● **Material provided**
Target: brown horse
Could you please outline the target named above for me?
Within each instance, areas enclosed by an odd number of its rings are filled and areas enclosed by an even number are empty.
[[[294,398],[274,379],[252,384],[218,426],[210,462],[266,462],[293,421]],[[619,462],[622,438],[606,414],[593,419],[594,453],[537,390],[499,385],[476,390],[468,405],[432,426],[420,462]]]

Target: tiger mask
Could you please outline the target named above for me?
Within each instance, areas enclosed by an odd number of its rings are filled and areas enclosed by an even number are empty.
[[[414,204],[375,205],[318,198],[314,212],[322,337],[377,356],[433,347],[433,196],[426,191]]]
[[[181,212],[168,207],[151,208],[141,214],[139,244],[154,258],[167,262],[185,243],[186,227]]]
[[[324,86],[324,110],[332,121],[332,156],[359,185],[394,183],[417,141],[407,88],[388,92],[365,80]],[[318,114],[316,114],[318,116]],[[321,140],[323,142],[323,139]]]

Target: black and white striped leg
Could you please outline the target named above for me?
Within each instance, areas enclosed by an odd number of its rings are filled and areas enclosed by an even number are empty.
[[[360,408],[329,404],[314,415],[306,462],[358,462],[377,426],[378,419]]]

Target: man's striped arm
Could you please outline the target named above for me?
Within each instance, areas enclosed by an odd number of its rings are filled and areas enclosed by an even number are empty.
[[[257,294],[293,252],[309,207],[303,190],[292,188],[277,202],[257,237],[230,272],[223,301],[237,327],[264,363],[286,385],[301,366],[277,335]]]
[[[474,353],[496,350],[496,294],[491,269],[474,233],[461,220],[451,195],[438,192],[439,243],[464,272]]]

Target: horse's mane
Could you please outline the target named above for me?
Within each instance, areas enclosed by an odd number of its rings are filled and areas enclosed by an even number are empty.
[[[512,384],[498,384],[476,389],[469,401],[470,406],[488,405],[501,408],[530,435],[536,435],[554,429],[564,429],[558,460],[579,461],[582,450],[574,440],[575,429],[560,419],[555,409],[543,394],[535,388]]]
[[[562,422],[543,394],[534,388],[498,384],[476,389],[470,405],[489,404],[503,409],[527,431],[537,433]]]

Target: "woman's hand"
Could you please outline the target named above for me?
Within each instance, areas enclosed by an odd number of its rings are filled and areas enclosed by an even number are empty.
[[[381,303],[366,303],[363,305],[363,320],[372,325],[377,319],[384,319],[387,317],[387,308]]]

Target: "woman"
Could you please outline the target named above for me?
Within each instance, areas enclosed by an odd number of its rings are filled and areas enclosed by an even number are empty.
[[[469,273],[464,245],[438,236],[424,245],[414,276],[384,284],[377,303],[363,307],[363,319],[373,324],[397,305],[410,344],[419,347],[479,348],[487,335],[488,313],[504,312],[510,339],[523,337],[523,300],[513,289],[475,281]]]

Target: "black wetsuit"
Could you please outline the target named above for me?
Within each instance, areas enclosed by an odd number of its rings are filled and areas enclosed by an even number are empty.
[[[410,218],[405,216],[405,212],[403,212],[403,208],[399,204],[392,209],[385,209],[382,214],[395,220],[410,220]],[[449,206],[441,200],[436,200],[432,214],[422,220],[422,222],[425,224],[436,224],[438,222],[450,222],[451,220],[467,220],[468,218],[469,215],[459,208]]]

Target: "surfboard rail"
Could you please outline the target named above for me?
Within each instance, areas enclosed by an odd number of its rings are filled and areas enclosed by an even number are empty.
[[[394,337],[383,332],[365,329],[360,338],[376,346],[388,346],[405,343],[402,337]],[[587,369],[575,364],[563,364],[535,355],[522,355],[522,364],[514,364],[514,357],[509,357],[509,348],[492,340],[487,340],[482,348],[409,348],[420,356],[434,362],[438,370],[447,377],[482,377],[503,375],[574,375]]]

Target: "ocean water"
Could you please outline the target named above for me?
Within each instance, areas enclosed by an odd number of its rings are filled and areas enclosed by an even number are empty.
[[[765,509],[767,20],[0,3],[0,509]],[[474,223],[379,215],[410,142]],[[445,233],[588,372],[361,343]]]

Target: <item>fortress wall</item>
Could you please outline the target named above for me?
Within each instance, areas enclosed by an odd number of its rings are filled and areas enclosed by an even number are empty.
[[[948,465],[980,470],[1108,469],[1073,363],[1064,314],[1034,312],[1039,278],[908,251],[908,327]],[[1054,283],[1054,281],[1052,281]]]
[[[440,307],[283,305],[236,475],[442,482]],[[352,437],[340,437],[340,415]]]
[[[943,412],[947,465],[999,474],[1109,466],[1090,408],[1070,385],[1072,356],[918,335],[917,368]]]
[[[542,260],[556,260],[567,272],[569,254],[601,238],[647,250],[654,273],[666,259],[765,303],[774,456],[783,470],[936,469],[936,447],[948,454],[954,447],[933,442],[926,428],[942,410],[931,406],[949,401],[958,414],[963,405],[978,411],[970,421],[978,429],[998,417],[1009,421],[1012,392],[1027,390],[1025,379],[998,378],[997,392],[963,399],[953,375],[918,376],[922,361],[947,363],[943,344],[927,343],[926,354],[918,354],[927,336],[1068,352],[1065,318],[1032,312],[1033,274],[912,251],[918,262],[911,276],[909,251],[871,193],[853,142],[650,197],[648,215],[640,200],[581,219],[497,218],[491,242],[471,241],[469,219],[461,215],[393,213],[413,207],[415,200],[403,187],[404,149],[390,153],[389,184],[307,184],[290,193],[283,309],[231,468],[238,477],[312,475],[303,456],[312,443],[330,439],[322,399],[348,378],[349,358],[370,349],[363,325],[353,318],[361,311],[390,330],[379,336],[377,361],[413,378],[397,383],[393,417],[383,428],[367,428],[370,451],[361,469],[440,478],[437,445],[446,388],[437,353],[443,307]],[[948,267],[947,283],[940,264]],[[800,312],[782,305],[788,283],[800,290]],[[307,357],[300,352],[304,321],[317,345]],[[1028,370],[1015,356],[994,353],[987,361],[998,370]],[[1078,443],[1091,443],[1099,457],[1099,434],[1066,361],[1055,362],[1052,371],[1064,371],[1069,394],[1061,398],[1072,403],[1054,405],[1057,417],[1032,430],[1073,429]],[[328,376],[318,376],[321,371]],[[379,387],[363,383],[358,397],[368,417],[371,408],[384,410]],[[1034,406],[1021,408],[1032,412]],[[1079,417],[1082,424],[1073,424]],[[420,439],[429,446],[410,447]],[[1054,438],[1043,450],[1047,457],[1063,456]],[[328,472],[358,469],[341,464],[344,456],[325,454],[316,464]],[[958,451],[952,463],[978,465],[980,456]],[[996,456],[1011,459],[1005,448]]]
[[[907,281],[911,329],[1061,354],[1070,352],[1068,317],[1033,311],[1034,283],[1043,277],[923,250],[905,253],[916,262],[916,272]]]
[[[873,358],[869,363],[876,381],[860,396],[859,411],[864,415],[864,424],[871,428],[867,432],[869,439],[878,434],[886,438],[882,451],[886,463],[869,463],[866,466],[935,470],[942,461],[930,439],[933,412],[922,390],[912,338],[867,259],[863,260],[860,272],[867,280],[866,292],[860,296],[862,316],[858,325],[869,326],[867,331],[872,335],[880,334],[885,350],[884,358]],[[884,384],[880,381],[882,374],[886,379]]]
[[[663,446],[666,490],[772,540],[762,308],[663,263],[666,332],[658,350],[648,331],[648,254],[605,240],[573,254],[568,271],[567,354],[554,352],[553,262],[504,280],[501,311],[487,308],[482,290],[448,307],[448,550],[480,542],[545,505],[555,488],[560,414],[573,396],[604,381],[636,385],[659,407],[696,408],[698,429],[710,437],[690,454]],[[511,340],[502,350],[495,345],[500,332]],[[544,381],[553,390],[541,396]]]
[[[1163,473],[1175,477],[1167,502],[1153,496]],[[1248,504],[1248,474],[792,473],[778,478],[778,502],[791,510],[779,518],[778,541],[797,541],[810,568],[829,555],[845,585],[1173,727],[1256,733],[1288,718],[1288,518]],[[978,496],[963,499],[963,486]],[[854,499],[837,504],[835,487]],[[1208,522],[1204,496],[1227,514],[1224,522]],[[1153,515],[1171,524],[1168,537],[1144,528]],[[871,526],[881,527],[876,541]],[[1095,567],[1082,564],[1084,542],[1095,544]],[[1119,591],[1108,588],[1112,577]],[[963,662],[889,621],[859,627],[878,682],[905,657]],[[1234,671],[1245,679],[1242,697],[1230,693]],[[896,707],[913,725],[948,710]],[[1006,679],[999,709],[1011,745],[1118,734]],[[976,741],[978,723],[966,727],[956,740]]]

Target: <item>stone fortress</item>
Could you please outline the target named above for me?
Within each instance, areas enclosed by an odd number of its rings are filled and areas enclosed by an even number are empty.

● **Given instruction**
List every line above that contains the string "item", matching case exactly.

● **Written answer**
Target: <item>fortress wall</item>
Target: <item>stone fortress</item>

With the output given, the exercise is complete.